§ **REQUEST A**: Summarize the square-root thread in two sentences.
§ **REQUEST B**: Reproduce the square-root thread word for word, from "x < 0 which" to "values of x<0.".

If x<0, which of the following must be true?

x < 0 which means x i s-ve.

I. \(x<\sqrt{−x}\)
Since x is -ve and \(\sqrt{−x}\) is +ve.
So it is CORRECT.

II. \(x^2>\sqrt{x^2}\) this is true for x<1
while for 0<x<1, \(x^2<\sqrt{x^2}\)

It is not correct for all values of x<0.
Henc INCORRECT.


III. \(x=−\sqrt{x^2}\)
x=-|x|

Since x<0 , this is CORRECT


Answer C.

This problem is testing a very important concept of sign of square root
Even roots have only a positive value on the GMAT.

Yes roots have only a positive value not only on GMAT but everywhere in the world.
\(\sqrt{x^2} = |x|\)

And this concept is more likely to be tested on GMAT in Data sufficiency questions.

Bunuel please correct me if i am wrong
isn't \sqrt{x} =|x|

and if it is then by that logic how is this statement correct \(x<\sqrt{−x}\)

Bunuel VeritasPrepKarishma I am pretty sure i have seen you guys using \sqrt{x} =|x|
in answers . Then please tell me how can statement 1 be correct
thank you

Hi Ravindra.here

The question mentions that \(x<0\) i.e negative so \(-x\) will be positive

if \(x=-3\), then \(-x=-(-3)=3\)

so \(x<\sqrt{-x}\) is possible

Hi niks18 my confusion is this one
\sqrt{-x} is positive here and as \sqrt{x}=|x|
here \sqrt{-x} = |-x|=|x|
now lets take x=-9
Therefore \sqrt{-x}= |3|
this means now two values 3 and -3
Here for both values \(x<\sqrt{−x}\)
but what if i take x=-1/4
now \sqrt{-x}= |-1/2|=|1/2|
this yeilds two values again

for 1/2
\(x<\sqrt{−x}\) holds

for -1/2 x will be greater than \sqrt{−x}

Please correct me if i am wrong
thank you

The red part is not correct.

\(\sqrt{x^2}=|x|\), NOT \(\sqrt{x}=|x|\).

Next, \(x<\sqrt{−x}\) is correct because \((x=negative)<(\sqrt{−x}=\sqrt{positive}=positive)\)

§ **STORED ROWS**:
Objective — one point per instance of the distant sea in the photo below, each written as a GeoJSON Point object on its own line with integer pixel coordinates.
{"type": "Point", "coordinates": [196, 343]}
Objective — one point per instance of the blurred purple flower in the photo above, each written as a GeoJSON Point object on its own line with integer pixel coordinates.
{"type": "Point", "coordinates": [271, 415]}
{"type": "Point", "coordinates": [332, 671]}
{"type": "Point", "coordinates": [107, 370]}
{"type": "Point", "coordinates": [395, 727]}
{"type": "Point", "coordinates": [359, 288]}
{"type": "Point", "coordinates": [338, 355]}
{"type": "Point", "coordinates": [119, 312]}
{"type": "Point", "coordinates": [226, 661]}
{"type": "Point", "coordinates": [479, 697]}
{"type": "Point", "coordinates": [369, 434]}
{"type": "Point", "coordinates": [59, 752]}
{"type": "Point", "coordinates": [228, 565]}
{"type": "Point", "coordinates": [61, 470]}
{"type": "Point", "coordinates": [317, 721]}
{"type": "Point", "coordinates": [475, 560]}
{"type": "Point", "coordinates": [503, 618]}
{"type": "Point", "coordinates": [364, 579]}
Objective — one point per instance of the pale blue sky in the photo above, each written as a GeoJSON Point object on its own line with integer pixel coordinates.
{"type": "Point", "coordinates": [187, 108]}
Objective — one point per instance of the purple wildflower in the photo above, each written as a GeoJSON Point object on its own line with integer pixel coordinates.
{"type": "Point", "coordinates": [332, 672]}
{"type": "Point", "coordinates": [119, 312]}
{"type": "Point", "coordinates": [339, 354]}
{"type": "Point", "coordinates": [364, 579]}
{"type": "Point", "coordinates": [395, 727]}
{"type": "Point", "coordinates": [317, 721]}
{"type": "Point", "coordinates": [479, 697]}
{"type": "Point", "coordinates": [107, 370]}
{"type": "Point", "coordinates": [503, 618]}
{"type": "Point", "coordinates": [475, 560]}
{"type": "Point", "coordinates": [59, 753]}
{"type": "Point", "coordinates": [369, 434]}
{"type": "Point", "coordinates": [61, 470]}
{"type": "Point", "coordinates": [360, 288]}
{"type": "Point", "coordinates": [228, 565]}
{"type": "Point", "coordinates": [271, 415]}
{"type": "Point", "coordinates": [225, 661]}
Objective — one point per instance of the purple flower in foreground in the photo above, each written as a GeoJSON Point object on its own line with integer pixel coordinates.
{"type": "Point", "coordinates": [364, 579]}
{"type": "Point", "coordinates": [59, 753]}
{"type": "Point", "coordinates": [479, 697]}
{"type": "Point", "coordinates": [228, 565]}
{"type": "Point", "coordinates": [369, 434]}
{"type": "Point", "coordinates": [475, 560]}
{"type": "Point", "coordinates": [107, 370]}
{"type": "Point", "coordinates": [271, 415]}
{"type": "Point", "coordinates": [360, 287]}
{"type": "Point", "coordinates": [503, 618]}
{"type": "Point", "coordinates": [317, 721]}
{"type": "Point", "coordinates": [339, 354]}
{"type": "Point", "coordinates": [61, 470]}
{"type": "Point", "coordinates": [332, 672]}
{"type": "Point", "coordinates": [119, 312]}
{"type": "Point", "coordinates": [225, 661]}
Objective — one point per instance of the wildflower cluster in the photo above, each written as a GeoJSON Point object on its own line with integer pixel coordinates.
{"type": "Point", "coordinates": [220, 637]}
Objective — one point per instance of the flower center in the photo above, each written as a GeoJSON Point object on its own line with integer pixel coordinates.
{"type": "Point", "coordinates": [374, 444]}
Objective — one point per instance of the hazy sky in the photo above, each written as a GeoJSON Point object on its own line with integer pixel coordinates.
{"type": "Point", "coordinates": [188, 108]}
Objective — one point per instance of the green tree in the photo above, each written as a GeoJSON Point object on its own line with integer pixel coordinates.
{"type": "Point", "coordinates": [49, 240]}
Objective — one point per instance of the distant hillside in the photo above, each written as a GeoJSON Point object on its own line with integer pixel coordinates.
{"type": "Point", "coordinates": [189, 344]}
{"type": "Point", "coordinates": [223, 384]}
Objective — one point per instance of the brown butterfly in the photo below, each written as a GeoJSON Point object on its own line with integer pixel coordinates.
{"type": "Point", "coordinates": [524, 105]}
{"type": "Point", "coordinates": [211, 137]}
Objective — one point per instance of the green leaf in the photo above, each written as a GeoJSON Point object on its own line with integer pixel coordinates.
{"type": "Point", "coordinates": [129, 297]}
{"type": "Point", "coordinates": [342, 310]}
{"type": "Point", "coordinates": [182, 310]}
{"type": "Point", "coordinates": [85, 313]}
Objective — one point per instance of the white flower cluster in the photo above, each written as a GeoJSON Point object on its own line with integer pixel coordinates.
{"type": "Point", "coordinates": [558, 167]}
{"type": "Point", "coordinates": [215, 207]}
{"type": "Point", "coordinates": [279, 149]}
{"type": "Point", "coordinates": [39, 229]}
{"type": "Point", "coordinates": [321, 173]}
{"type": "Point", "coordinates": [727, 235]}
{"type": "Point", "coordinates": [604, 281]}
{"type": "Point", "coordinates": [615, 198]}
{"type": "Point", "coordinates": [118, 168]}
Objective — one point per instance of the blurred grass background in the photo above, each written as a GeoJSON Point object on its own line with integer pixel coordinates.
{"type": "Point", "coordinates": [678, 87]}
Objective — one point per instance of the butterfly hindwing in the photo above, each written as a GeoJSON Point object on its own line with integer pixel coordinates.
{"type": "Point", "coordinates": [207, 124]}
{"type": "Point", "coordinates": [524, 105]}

§ **SOLUTION A**: The thread works through which statements must hold when x is negative and finds statements I and III correct and statement II incorrect, which gives answer C. A participant asks how statement I can be correct if the square root of x equals |x|, and the reply explains that the square root of x squared equals |x|, and that x is negative while the square root of −x is positive.

§ **SOLUTION B**:
x < 0 which means x i s-ve.

I. \(x<\sqrt{−x}\)
Since x is -ve and \(\sqrt{−x}\) is +ve.
So it is CORRECT.

II. \(x^2>\sqrt{x^2}\) this is true for x<1
while for 0<x<1, \(x^2<\sqrt{x^2}\)

It is not correct for all values of x<0.